━━━ Given passage ━━━

# Shaft lenght ? on Pathfinder 15t



## cvilt (May 31, 2010)

Hey guy's my 15t has a 25hp yammi long shaft and it runs great but when I sit here and look it sure hangs down past the bottom of the hull. Is that correct? It seems to negate the tunnel. Just a question and any comments are welcome. [smiley=1-mmm.gif]


----------



## swaddict (Dec 19, 2009)

I have the 17t with a 60 and the cavitation plate is level with the top of the tunnel. If need be I can post up a pic. Hope that helps


----------



## aflatsnut (Feb 12, 2010)

Here's a shot of my 15T w/50 yammy


----------



## aflatsnut (Feb 12, 2010)

BTW mine's a 20" shaft but I'm not braggin.


----------



## cvilt (May 31, 2010)

Thank you it is the same. When my two remaining braincells connect I get a little loopie.  It is a great fishing platform and goes so skinny I need to pay attention or bring camping gear ;D


----------



## cvilt (May 31, 2010)

15t with a 50hp.Sounds like fun. What is top end and is it scary?


----------



## aflatsnut (Feb 12, 2010)

With light load and my 250# it will do close to 40, not scary at all.


----------



## cvilt (May 31, 2010)

I like power.


----------

━━━ Given information ━━━

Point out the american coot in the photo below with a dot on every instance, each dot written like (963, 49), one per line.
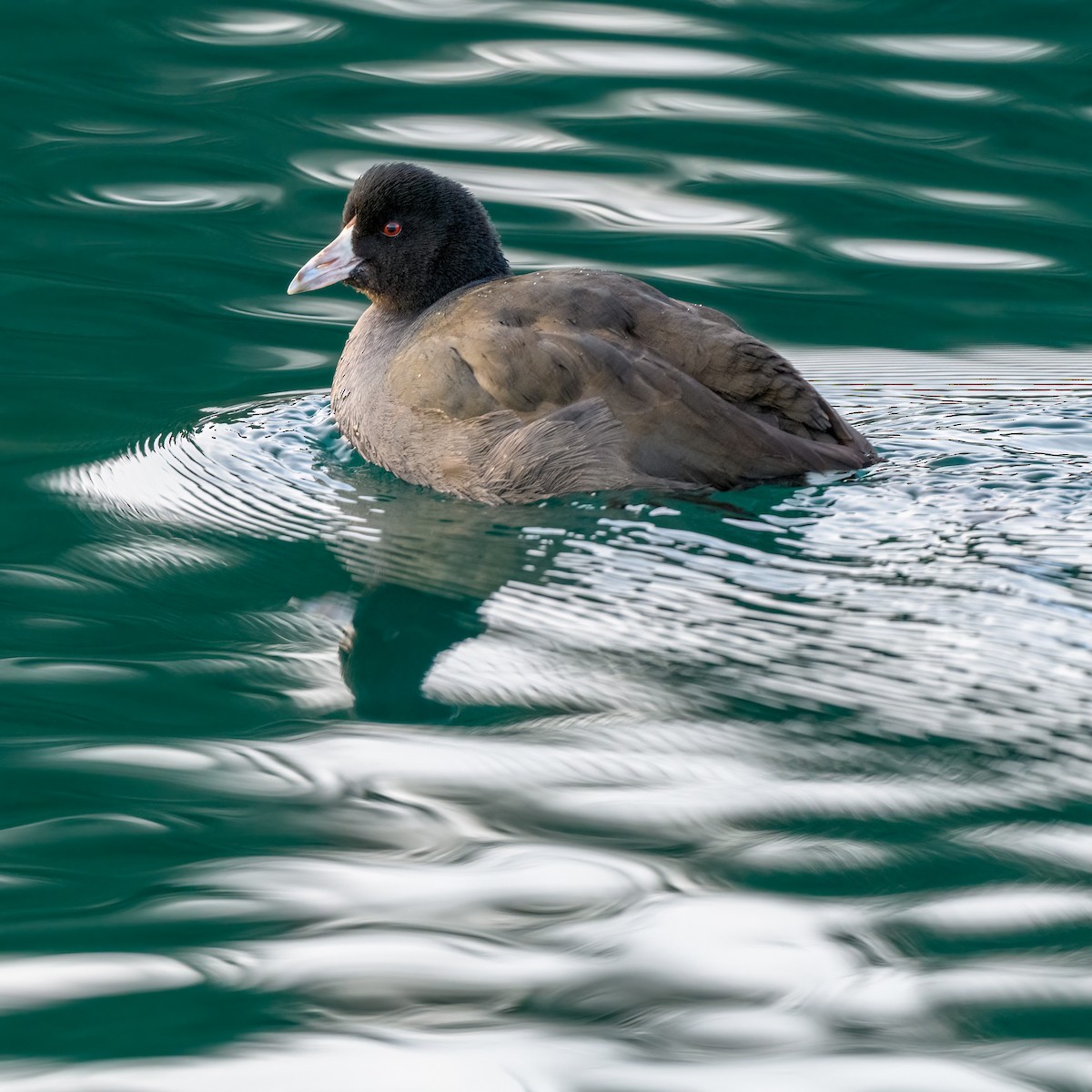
(508, 389)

━━━

Things to do:
1) Please translate this sentence from the shaft-length thread into Spanish: "I have the 17t with a 60 and the cavitation plate is level with the top of the tunnel."
2) Reproduce the stretch of the shaft-length thread from "Hey guy's my" through "(Dec 19, 2009)".

Results in order:
1) Tengo el 17t con un 60 y la placa de cavitación está al nivel de la parte superior del túnel.

2)
Hey guy's my 15t has a 25hp yammi long shaft and it runs great but when I sit here and look it sure hangs down past the bottom of the hull. Is that correct? It seems to negate the tunnel. Just a question and any comments are welcome. [smiley=1-mmm.gif]


----------



## swaddict (Dec 19, 2009)